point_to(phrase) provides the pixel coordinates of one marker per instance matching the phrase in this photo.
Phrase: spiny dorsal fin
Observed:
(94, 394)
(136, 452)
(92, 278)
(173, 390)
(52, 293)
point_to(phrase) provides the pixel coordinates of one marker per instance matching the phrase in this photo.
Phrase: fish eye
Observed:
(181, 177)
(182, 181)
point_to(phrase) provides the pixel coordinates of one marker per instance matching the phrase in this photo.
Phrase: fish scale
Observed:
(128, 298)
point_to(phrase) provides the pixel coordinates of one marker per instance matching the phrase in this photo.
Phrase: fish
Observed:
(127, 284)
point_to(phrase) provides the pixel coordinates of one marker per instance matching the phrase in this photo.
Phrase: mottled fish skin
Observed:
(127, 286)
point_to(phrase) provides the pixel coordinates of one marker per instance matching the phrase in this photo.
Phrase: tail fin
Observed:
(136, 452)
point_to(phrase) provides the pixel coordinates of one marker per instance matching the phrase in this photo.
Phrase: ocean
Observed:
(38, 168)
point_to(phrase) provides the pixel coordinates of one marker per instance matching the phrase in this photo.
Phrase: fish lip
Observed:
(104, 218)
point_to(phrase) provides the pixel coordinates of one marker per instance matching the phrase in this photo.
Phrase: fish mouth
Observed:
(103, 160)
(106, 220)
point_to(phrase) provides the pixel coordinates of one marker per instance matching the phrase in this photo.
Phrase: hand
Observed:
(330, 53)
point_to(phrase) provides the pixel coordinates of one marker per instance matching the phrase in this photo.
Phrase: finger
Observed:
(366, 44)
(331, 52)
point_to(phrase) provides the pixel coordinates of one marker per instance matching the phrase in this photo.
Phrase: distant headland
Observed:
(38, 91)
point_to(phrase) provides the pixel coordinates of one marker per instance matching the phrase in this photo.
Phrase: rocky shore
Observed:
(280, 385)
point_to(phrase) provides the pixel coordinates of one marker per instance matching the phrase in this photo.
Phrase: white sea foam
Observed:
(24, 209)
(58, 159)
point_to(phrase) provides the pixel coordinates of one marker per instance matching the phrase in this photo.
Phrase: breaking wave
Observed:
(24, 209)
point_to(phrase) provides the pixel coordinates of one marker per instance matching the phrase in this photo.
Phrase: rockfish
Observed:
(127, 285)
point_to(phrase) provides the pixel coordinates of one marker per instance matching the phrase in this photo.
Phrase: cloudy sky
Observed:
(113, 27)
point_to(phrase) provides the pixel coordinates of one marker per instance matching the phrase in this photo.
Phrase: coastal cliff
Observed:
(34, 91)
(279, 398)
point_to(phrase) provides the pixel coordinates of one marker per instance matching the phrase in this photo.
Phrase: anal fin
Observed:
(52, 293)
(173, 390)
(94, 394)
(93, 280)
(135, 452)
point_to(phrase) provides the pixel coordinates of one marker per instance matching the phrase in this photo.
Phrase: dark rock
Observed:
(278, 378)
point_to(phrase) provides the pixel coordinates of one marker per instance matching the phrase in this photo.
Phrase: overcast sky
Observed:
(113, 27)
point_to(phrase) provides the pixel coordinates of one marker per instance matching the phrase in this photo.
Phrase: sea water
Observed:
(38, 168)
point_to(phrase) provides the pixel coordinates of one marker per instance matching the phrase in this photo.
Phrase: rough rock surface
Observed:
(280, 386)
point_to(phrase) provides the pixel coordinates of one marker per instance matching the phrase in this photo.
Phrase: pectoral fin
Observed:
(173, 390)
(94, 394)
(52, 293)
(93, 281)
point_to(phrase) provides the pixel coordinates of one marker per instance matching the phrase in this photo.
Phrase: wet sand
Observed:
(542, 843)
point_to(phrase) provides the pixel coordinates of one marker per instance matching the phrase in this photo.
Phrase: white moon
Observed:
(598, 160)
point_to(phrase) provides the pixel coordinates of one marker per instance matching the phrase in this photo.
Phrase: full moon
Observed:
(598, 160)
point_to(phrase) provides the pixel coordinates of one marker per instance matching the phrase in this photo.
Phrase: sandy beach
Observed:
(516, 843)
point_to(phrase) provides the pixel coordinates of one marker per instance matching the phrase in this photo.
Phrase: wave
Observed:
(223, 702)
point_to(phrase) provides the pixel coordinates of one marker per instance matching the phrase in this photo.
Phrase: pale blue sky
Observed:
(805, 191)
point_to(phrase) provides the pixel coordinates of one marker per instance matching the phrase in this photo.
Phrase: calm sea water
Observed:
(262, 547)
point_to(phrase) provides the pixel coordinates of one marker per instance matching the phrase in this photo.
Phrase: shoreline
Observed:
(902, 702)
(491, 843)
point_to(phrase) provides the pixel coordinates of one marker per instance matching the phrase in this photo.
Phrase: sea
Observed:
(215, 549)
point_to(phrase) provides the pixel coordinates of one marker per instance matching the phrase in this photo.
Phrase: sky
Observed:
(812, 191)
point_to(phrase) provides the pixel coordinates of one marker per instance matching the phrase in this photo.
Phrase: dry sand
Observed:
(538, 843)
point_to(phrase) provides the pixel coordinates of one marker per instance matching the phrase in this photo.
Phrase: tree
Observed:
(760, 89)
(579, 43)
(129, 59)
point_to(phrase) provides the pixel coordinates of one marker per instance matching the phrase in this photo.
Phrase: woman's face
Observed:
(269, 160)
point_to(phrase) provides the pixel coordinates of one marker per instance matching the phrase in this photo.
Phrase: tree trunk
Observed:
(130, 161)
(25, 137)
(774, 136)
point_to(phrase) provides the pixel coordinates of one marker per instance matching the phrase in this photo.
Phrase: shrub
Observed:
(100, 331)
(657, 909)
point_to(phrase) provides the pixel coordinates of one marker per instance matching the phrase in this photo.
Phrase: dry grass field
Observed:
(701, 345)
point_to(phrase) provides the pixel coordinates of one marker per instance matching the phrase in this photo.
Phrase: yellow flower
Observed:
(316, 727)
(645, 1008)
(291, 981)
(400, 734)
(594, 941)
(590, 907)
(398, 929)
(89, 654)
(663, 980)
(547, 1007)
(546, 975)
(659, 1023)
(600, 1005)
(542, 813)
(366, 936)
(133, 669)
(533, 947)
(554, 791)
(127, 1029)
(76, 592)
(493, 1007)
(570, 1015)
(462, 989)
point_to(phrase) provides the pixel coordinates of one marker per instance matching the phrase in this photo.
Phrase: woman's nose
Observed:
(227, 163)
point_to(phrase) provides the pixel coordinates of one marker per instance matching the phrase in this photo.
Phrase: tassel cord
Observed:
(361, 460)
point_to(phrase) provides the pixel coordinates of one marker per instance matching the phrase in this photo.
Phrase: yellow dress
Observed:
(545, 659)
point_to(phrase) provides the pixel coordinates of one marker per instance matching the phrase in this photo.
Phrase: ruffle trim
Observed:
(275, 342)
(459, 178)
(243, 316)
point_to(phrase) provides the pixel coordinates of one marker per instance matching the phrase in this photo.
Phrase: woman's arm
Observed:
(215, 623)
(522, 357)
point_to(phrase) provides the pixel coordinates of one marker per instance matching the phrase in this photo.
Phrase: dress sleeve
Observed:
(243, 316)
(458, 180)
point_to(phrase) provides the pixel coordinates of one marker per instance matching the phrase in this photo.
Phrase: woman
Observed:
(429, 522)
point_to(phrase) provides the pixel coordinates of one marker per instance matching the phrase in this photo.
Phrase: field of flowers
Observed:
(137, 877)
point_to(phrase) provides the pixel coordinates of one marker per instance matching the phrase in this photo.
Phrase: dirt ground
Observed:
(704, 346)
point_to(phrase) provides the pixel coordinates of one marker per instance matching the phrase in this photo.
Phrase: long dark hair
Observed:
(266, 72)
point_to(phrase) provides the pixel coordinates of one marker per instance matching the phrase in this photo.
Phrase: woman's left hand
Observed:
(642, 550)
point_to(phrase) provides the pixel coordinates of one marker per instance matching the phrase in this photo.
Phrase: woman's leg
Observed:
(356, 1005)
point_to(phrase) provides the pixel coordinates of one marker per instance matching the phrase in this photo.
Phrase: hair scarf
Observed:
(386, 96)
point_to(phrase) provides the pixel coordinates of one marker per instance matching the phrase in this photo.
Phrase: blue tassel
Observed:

Written exercise> Report every line of the records above that contains the word "water", copied in full. Case counts.

Task response>
Phrase: sea water
Phrase: calm sea water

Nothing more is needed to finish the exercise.